◆ **Data supplied**:
┄┄┄┄┄┄┄┄┄┄

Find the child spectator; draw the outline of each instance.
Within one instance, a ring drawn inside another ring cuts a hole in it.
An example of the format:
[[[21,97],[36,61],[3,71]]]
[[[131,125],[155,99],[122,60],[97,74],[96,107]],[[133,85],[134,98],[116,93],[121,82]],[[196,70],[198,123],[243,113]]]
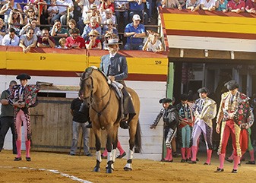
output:
[[[239,14],[245,12],[245,2],[243,0],[231,0],[227,6],[229,11]]]
[[[58,39],[61,37],[67,37],[68,36],[68,30],[62,27],[61,21],[59,20],[55,20],[54,25],[52,26],[52,30],[50,30],[52,36],[55,37],[55,43],[58,43]]]
[[[57,46],[57,49],[68,49],[68,47],[65,46],[65,44],[66,39],[65,37],[62,37],[58,40],[58,46]]]
[[[36,36],[41,36],[42,32],[40,29],[38,27],[36,27],[36,22],[37,22],[36,18],[30,19],[29,23],[24,27],[23,27],[22,29],[21,30],[20,36],[24,34],[28,30],[28,28],[32,28]]]
[[[165,5],[165,7],[167,8],[178,8],[182,10],[182,5],[179,4],[178,0],[163,0],[163,5]]]
[[[200,0],[187,0],[186,8],[191,11],[195,11],[200,8]]]
[[[66,39],[65,46],[69,49],[84,49],[85,43],[83,37],[79,36],[79,29],[73,28],[69,30],[69,37]]]
[[[69,34],[69,30],[71,30],[71,29],[74,29],[74,27],[77,27],[77,23],[75,22],[75,21],[74,19],[70,19],[68,21],[68,36],[70,36]],[[80,33],[80,31],[79,31]]]
[[[99,36],[101,36],[101,27],[99,25],[97,19],[95,17],[92,17],[90,18],[90,24],[87,24],[84,27],[84,32],[82,34],[82,37],[84,39],[84,40],[86,41],[88,40],[89,39],[88,33],[92,30],[96,30],[99,33]]]
[[[48,24],[51,24],[52,18],[55,16],[58,12],[58,6],[55,6],[56,4],[55,0],[51,0],[51,6],[48,7],[47,13],[48,13]]]
[[[6,30],[5,27],[5,22],[2,18],[0,18],[0,36],[4,36],[5,33],[6,33]]]
[[[49,36],[46,28],[42,30],[42,36],[38,36],[37,46],[40,48],[55,48],[55,43],[53,37]]]
[[[213,11],[216,9],[215,0],[201,0],[200,6],[202,10]]]
[[[221,11],[225,13],[228,11],[227,5],[228,5],[227,0],[217,0],[216,2],[216,10]]]
[[[15,35],[15,30],[11,28],[9,29],[9,33],[4,36],[2,45],[17,46],[19,45],[19,41],[20,38]]]
[[[106,24],[106,27],[103,27],[103,35],[105,35],[106,31],[111,33],[115,33],[116,35],[119,35],[117,29],[114,27],[114,22],[112,19],[108,19]]]
[[[10,13],[8,20],[9,28],[14,29],[15,33],[20,34],[21,25],[23,25],[23,24],[24,21],[21,12],[17,9],[13,9]]]
[[[19,46],[22,48],[23,52],[27,53],[30,51],[31,48],[36,47],[36,42],[37,36],[34,34],[33,30],[29,27],[26,34],[21,35]]]
[[[103,13],[106,9],[111,9],[112,12],[115,11],[115,5],[111,2],[111,0],[102,0],[100,11]]]
[[[102,19],[101,19],[101,24],[104,24],[103,27],[106,28],[106,21],[111,19],[113,22],[113,24],[115,24],[115,16],[113,15],[113,12],[111,9],[106,9],[105,11],[105,13],[103,14]]]
[[[247,0],[245,5],[245,10],[249,14],[256,14],[256,1]]]
[[[142,50],[153,52],[163,52],[164,49],[159,39],[159,34],[156,33],[150,33]]]
[[[36,25],[40,25],[40,22],[38,17],[36,15],[36,12],[33,8],[30,8],[28,10],[26,11],[26,16],[24,17],[24,24],[29,23],[30,19],[36,19]]]
[[[87,49],[101,49],[101,42],[97,39],[97,36],[100,35],[99,32],[93,30],[89,33],[90,40],[85,43]]]

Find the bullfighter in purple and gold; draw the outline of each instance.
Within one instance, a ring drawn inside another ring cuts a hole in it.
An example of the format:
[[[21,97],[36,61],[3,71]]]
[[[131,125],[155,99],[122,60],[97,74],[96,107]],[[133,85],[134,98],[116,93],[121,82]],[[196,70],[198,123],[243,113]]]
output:
[[[216,131],[220,134],[220,141],[218,150],[220,166],[216,172],[223,172],[226,147],[231,134],[234,153],[234,166],[232,173],[237,173],[242,151],[240,147],[241,128],[248,123],[250,115],[249,97],[239,92],[239,84],[235,80],[225,84],[229,92],[221,96],[219,112],[216,118]]]
[[[197,163],[198,141],[200,134],[203,133],[205,144],[207,146],[207,158],[204,165],[210,164],[211,154],[213,151],[213,118],[216,114],[216,104],[214,100],[210,99],[207,95],[209,90],[206,87],[200,88],[198,90],[200,99],[195,101],[194,109],[194,125],[191,135],[191,151],[192,158],[189,163]]]
[[[16,77],[21,84],[13,87],[9,97],[9,103],[14,107],[14,128],[17,155],[14,161],[21,160],[21,125],[25,129],[26,160],[31,161],[30,150],[31,142],[30,108],[36,105],[36,96],[40,89],[36,85],[28,85],[31,77],[23,73]]]

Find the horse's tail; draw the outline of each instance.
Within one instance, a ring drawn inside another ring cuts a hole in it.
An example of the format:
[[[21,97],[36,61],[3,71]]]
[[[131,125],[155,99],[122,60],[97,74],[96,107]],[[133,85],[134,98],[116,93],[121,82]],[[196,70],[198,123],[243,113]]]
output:
[[[135,134],[135,153],[141,153],[141,128],[140,121],[137,120]]]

┄┄┄┄┄┄┄┄┄┄

Copy all of the rows above word for word, leaving the pictures out.

Find the child spectator; draw the outline of each instance.
Within one instance, a ring drawn inside another ring cuts a hole in it.
An example of the format:
[[[21,97],[36,61],[3,71]]]
[[[131,125],[155,99],[122,60],[97,74],[96,107]],[[133,85],[134,98],[116,93],[121,82]],[[196,70],[198,123],[243,113]]]
output:
[[[239,14],[245,12],[245,2],[243,0],[231,0],[227,6],[229,11]]]
[[[58,39],[61,37],[67,37],[68,36],[68,30],[62,27],[61,21],[59,20],[55,20],[54,25],[52,26],[52,30],[50,30],[52,36],[55,37],[55,43],[58,43]]]
[[[57,46],[57,49],[68,49],[68,47],[65,46],[65,44],[66,39],[65,37],[62,37],[58,40],[58,46]]]
[[[36,36],[41,36],[42,32],[40,29],[38,27],[36,27],[36,22],[37,22],[36,18],[30,19],[29,23],[24,27],[23,27],[22,29],[21,30],[20,36],[24,34],[28,30],[28,28],[32,28]]]
[[[165,5],[165,7],[167,8],[178,8],[182,10],[182,5],[179,4],[178,0],[163,0],[163,5]]]
[[[200,0],[187,0],[186,8],[191,11],[195,11],[200,8]]]
[[[66,39],[65,46],[69,49],[84,49],[85,43],[83,37],[79,36],[79,29],[73,28],[69,30],[69,37]]]
[[[69,34],[69,30],[71,30],[71,29],[74,29],[74,27],[77,27],[77,23],[75,22],[75,21],[74,19],[70,19],[68,21],[68,36],[70,36]],[[80,33],[80,31],[79,31]]]
[[[99,36],[101,36],[101,27],[99,25],[97,19],[95,17],[92,17],[90,18],[90,24],[87,24],[84,27],[84,32],[82,34],[82,37],[84,39],[84,40],[86,41],[88,40],[89,39],[88,33],[92,30],[96,30],[99,33]]]
[[[48,24],[51,24],[52,18],[55,16],[58,12],[58,6],[55,6],[56,4],[55,0],[51,0],[51,6],[48,7],[47,13],[48,13]]]
[[[6,30],[5,27],[5,22],[2,18],[0,18],[0,36],[4,36],[5,33],[6,33]]]
[[[49,36],[46,28],[42,30],[42,36],[38,36],[37,46],[40,48],[55,48],[55,43],[53,37]]]
[[[213,11],[216,9],[215,0],[201,0],[200,6],[202,10]]]
[[[221,11],[225,13],[228,11],[227,5],[228,5],[227,0],[217,0],[216,2],[216,10]]]
[[[15,35],[15,30],[11,28],[9,29],[9,33],[4,36],[2,45],[17,46],[19,45],[19,41],[20,38]]]
[[[106,24],[106,27],[103,27],[103,35],[105,35],[106,31],[111,33],[115,33],[116,35],[119,35],[117,29],[114,27],[114,22],[112,19],[108,19]]]
[[[10,13],[8,20],[9,28],[14,29],[15,33],[20,34],[21,25],[23,25],[23,24],[24,21],[21,12],[17,9],[13,9]]]
[[[19,46],[22,48],[23,52],[27,53],[30,51],[31,48],[36,47],[36,42],[37,36],[34,34],[33,30],[29,27],[26,34],[21,35]]]
[[[103,13],[106,9],[111,9],[112,12],[115,11],[115,5],[111,2],[111,0],[102,0],[100,11]]]
[[[102,19],[101,19],[101,24],[104,24],[103,27],[106,28],[106,21],[111,19],[113,22],[113,24],[115,24],[115,16],[113,15],[113,12],[111,9],[106,9],[105,11],[105,13],[103,14]]]
[[[247,0],[245,5],[245,10],[249,14],[256,14],[256,1]]]
[[[142,50],[153,52],[163,52],[164,49],[159,39],[159,34],[156,33],[150,33]]]
[[[36,25],[40,25],[40,22],[38,17],[36,15],[36,12],[33,8],[30,8],[28,10],[26,11],[26,16],[24,17],[24,24],[29,23],[30,19],[36,19]]]
[[[87,49],[101,49],[101,42],[97,39],[97,36],[100,35],[99,32],[93,30],[89,33],[90,40],[85,43]]]

Find the bullfighter in purple and gold; draw the outline of each instance.
Within one instance, a ring drawn inside another ring cuts a hole in it.
An example of the format:
[[[21,97],[36,61],[3,71]]]
[[[131,125],[155,99],[122,60],[97,74],[96,107]],[[133,85],[134,98],[116,93],[121,82]],[[196,70],[198,123],[243,113]]]
output:
[[[216,131],[220,134],[220,141],[218,150],[220,166],[216,172],[223,172],[226,147],[231,134],[234,153],[234,166],[232,173],[237,173],[242,151],[240,147],[241,128],[248,123],[250,115],[249,97],[239,92],[239,84],[235,80],[225,84],[229,92],[221,96],[219,112],[216,118]]]
[[[197,163],[198,141],[200,134],[203,133],[205,144],[207,146],[207,158],[204,165],[210,164],[211,154],[213,151],[213,118],[216,114],[216,104],[214,100],[210,99],[207,95],[209,90],[206,87],[200,88],[198,90],[200,99],[195,101],[194,109],[194,125],[191,135],[191,151],[192,158],[189,163]]]
[[[16,77],[21,84],[13,87],[9,97],[9,103],[14,107],[14,128],[17,155],[14,161],[21,160],[21,125],[25,129],[26,160],[31,161],[30,150],[31,142],[30,108],[36,105],[36,96],[40,89],[36,85],[28,85],[31,77],[23,73]]]

Find the horse's tail; draw the outline of each instance.
Within one instance, a ring drawn inside another ring cuts a hole in it.
An example of the format:
[[[21,97],[36,61],[3,71]]]
[[[131,125],[155,99],[122,60],[97,74],[96,107]],[[133,85],[134,98],[116,93],[121,82]],[[196,70],[198,123],[243,113]]]
output:
[[[135,134],[135,153],[141,153],[141,128],[140,121],[137,120]]]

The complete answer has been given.